▸ **Exercise**
Copy out every record below exactly as written, but leave out any pictures.

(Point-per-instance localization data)
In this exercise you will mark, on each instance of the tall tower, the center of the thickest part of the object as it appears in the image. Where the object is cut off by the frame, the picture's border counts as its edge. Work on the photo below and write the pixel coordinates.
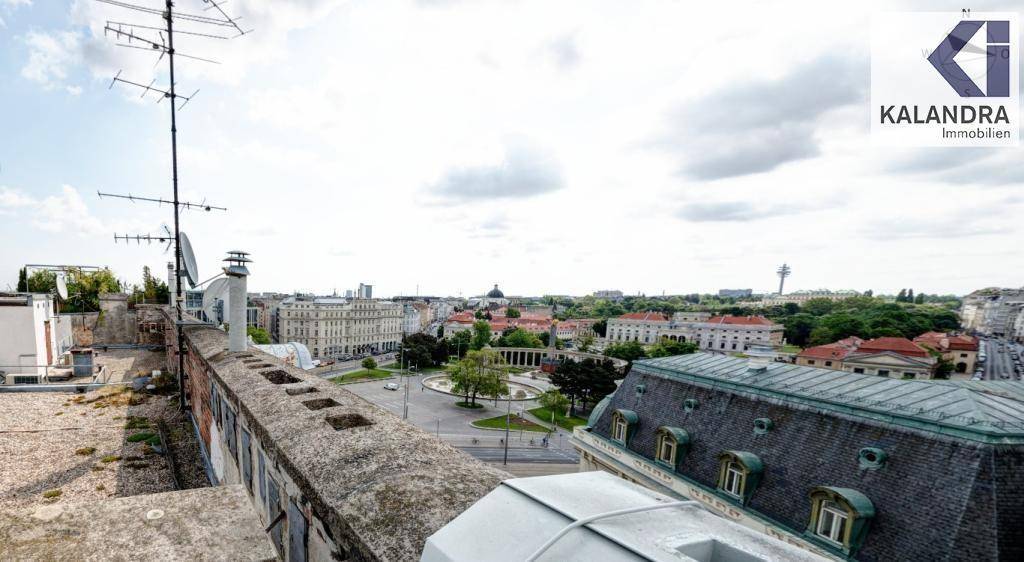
(782, 272)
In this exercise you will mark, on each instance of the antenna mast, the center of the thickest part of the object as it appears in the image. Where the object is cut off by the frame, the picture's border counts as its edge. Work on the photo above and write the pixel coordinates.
(127, 33)
(782, 272)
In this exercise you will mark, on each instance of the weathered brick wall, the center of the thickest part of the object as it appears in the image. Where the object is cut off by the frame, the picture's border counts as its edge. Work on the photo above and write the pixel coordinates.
(937, 498)
(353, 480)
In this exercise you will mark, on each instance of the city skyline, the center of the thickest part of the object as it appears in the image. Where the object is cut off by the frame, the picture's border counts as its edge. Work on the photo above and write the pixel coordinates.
(470, 143)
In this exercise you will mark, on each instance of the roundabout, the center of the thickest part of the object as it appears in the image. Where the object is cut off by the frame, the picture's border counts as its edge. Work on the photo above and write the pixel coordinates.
(518, 391)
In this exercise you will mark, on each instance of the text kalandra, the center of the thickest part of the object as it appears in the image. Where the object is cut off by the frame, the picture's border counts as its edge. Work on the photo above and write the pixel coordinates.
(916, 115)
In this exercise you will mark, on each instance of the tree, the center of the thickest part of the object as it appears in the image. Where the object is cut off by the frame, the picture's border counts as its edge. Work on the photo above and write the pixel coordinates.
(481, 335)
(258, 335)
(481, 373)
(553, 401)
(799, 328)
(630, 351)
(566, 378)
(459, 343)
(587, 381)
(41, 281)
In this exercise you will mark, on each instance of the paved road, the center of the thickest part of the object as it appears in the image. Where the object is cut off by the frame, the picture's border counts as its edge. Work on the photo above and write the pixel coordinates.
(999, 364)
(437, 414)
(519, 455)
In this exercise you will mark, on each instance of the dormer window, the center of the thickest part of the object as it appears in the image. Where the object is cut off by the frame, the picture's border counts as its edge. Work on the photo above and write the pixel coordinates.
(739, 474)
(623, 424)
(840, 518)
(671, 445)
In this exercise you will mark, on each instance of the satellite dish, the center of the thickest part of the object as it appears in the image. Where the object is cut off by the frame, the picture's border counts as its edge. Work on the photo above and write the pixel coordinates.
(188, 261)
(61, 288)
(216, 290)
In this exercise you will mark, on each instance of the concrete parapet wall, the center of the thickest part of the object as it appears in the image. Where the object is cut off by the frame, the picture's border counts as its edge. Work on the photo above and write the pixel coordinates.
(351, 480)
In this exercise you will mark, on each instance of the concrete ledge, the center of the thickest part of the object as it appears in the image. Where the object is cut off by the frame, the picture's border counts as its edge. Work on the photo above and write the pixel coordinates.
(199, 524)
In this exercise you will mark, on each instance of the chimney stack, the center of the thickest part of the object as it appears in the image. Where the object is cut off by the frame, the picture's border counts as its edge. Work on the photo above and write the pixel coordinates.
(172, 281)
(237, 299)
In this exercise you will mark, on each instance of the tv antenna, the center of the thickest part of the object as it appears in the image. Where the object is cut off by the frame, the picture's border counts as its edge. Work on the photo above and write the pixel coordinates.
(782, 272)
(159, 39)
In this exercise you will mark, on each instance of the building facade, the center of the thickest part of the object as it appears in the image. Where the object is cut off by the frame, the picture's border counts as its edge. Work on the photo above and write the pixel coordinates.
(710, 333)
(34, 336)
(334, 327)
(800, 297)
(960, 349)
(993, 311)
(893, 357)
(847, 466)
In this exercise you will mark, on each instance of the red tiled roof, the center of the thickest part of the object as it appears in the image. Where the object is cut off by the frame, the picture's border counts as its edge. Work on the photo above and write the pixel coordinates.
(902, 346)
(944, 342)
(743, 320)
(836, 350)
(649, 316)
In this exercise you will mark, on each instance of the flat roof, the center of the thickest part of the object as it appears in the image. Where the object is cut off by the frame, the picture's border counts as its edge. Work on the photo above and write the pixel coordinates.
(534, 510)
(216, 523)
(981, 411)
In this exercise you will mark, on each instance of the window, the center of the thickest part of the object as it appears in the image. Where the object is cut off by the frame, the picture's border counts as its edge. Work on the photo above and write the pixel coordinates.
(623, 422)
(839, 518)
(619, 430)
(670, 445)
(733, 483)
(739, 474)
(667, 449)
(832, 522)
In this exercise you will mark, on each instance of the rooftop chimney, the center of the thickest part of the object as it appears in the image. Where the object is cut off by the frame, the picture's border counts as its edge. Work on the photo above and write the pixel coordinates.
(759, 358)
(237, 299)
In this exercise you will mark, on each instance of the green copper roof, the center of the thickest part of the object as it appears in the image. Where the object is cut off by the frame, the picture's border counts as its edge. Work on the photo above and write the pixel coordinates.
(987, 412)
(860, 504)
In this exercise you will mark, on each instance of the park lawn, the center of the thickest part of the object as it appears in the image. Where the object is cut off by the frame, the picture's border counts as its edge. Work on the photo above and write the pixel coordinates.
(518, 424)
(363, 375)
(560, 420)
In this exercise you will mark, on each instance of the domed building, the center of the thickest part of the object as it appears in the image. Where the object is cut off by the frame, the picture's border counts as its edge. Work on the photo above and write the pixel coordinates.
(494, 299)
(496, 293)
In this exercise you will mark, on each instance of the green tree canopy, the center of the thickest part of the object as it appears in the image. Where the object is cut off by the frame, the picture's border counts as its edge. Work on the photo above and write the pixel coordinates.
(258, 335)
(630, 351)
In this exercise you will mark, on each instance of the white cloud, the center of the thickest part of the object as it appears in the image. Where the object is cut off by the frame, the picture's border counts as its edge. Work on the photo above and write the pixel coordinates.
(51, 57)
(65, 212)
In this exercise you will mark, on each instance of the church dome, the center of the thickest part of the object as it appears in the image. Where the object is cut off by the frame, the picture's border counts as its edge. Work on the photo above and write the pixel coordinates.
(496, 293)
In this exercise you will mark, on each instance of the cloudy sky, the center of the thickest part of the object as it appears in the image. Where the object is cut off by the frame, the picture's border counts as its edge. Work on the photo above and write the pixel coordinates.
(549, 146)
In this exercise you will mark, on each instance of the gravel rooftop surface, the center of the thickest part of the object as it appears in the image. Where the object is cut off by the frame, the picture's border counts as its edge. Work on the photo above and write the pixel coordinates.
(78, 444)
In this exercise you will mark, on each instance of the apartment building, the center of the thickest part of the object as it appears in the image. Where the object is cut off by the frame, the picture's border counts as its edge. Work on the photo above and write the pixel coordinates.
(710, 333)
(893, 357)
(800, 297)
(992, 311)
(958, 349)
(332, 327)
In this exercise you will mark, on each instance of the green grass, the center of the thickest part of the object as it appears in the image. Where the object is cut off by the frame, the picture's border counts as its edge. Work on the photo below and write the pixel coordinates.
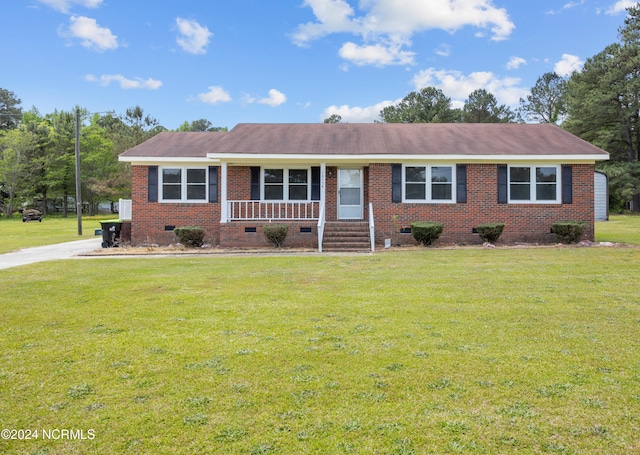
(427, 351)
(54, 229)
(619, 229)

▸ **Result of this exercise**
In this exercise you will mark, on each instance of the tall tower, the center of the thickest part of the object as it appears in the image. Where the object is cut off by the frame, the picture's border counts as its edge. Work on the photo below and write the pixel coordinates.
(782, 272)
In this exercise you will mark, on each instance of the antenna mast, the center of the thickest part of the object as it appears in the image. Where the object is cut off by the frame, the picture's border counts as its edge. Work on the photo above and write the pixel coordinates.
(127, 33)
(782, 272)
In this exercise you will mark, on each instance of the weathered brick wall, the center of the thickest part of the object as it appears in the image. Where the object is cut off by the frame, the picture's border counts as its edge. Work on the photo above and write the pixel coordinates.
(937, 498)
(353, 480)
In this exercise you will mark, on each instance of the city skyline, the center of the thickest part of the object as it appears in the image. Where the object is cut off by the frame, the picture's border counts as its edge. Work on the photo above and write the pixel coordinates.
(470, 143)
In this exercise you will mark, on each instance of the roundabout, the center of the thickest part of the object as it appears in the image. Where the object is cut off by the frame, the picture's border counts as its edge. Work on the photo above and write the pixel coordinates.
(518, 391)
In this exercise you will mark, on each instance of the text kalandra, the center of the thickest part of the object as it appears in the image. Where the object is cut off by the frame, the picture's border counts as its edge. Work on the photo above and write the pixel coordinates.
(916, 115)
In this exercise you will mark, on each instance of the tree, the center of the thickest part of the object as it appears in the image. Where the object is cut off by the frame, the picture's border counts as its edge. Work on the photo above and write the pixel coordinates.
(481, 335)
(258, 335)
(481, 373)
(553, 401)
(799, 328)
(630, 351)
(566, 378)
(459, 343)
(587, 381)
(41, 281)
In this exercise you will mark, on each instance of the paved road, the center of the thickest part of the object as it appears in the image. Where the object is cut off by the frame, the picture's border counts as its edge. Work on the photo above and write the pixel coordinates.
(999, 364)
(437, 414)
(519, 455)
In this exercise you will mark, on each instance of the dormer window, the center of the thickest part of the object as it appears in the image. Where the object is cut off by the frame, the picture's border counts as its edge. Work on the photo above and write the pixel coordinates.
(739, 474)
(623, 424)
(840, 518)
(671, 445)
In this exercise you will mark, on each instance of the satellite dish, the center of the thickest part of the object as it appears in the image. Where the object is cut off by the frame, the picture's border counts as its edge. Work on the photo above and write the pixel coordinates.
(188, 261)
(61, 288)
(216, 290)
In this exercise you will mark, on each instance of the concrete parapet wall, the center of the thickest part of the object as it appears in the image. Where the object is cut off by the frame, the picture's border counts as its edge. Work on the photo above and write the pixel coordinates.
(351, 480)
In this exercise you will mark, on each instance of the concrete ledge, the center of the thickest part of the object as it appears in the image. Where the object is cut off by the frame, the picture's border counts as its edge. Work on the photo above and write the pixel coordinates.
(199, 524)
In this exercise you will mark, on each instance of the chimney stack, the center of the thickest part of the object as it appears in the image. Where the object is cut off by the frame, the picture's border counts as its edge. Work on the photo above and write the pixel coordinates.
(172, 281)
(237, 299)
In this exercise you will mark, on each instance of the tv antenna, the center of the thickest part of the object as it appears in the image. Where the object is cut off by the frame, the picture's border counts as its edge. Work on the photo above and write the pixel coordinates.
(782, 272)
(159, 39)
In this exercise you will mark, on each instance of the building facade, the center of the thickest part of the object as it appears in the image. Where the object is cut off by the frame, the picture's border counts as its edge. Work on the photo above and write the pixel coordinates.
(710, 333)
(34, 336)
(334, 327)
(800, 297)
(960, 349)
(993, 311)
(893, 357)
(847, 466)
In this exercise you will mark, on each instance of the red tiled roof, the center of the thickest part of the object as it appears in the image. Where the object is cut off by the frame, the picture's border counts as its edge. Work on the photo above and write the pixel coordinates.
(902, 346)
(944, 342)
(743, 320)
(836, 350)
(649, 316)
In this exercise you will mark, on each instance of the flat roof, the center of the thickest part of the object as it appears in the image. Where the object is cut off by the frame, the picture's border counts as its edge. Work on the photo above and write the pixel coordinates.
(534, 510)
(216, 523)
(981, 411)
In this exercise you will mark, on each instance of the window, the center of the thickest part of the object as it appears in the image. Where the object is cut off by the frame, the picture's border counts as its edge. Work on the photo above and write the pixel coordinates.
(623, 422)
(839, 518)
(619, 430)
(670, 445)
(733, 483)
(739, 474)
(667, 449)
(832, 522)
In this exercise you will mark, on each instance of the rooftop chimney, the center of the thickest part of the object as it appears in the image. Where the object is cut off by the frame, the picture's border counts as its edge. Work on the photo above and write the pixel coordinates.
(759, 358)
(237, 299)
In this exercise you will mark, on each instance of the green copper roof, the center of the thickest part of the object as it appears in the image. Where the object is cut off by the frame, the picture's border counts as its edge. Work on the photo above and write the pixel coordinates.
(987, 412)
(860, 504)
In this exercise you will mark, on each instance of the park lawn, the center of the thickest part of the object as it appears in the image. Where the object is cut off by the frame, the picture's border counts as its edge. Work on the photo above and write the pixel coordinates.
(518, 424)
(363, 375)
(560, 420)
In this exercise you will mark, on each instance of the domed building, the center of the thickest part of the object as it appears in the image. Where the object is cut off by the frame, the picture's border counts as its edge. Work on the photo above and write the pixel coordinates.
(494, 299)
(496, 293)
In this exercise you will mark, on each instance of the green tree canopy, the center of the thickest part of the object as it appears in the image. Where the object is cut off by the frame, the picture's border counts as its edge. Work on the photo above and write the pixel coordinates.
(258, 335)
(630, 351)
In this exercise you will mark, on each instance of the white cloud, the center of the thickest part of the object as it appears in the image. Where the object is cut off by the frame, the picture's border counts as its edge. Work on the photo above and write the pixel coordinates.
(51, 57)
(65, 212)
In this exercise you will mark, on each instance of the church dome, the center of the thickest part of the object as it appears in the image. Where the object is cut off by the frame, the picture's border counts as its edge. Work on the photo above and write the pixel coordinates.
(496, 293)
In this exercise you will mark, on each instance of the cloudy sky, the center of the thickest part of the object as it appears in the image. Where the object is cut off by the frame, the picture's border counts as its edge. Work on the photo above and write the pixel coordinates.
(549, 146)
In this exercise you will mark, on each instance of the gravel rooftop surface, the center of the thickest part of the object as it appears in the image. Where the object is cut off by the frame, the picture's border counts as its edge. Work on the photo above and write the pixel coordinates.
(78, 444)
In this exercise you will mark, on each instance of the apartment building, the center of the thickest part of the object as it appears in the image. Where the object is cut off by the frame, the picture's border counts as its edge. Work on the photo above and write the pixel coordinates.
(710, 333)
(893, 357)
(800, 297)
(992, 311)
(958, 349)
(332, 327)
In this exercise you will mark, on each instance of the green grass, the center of the thickest part of the object as it appears in the image. Where the object is cut off by the frame, the picture's border counts as its edge. Work on the photo below and write the pixel coordinates.
(427, 351)
(54, 229)
(619, 229)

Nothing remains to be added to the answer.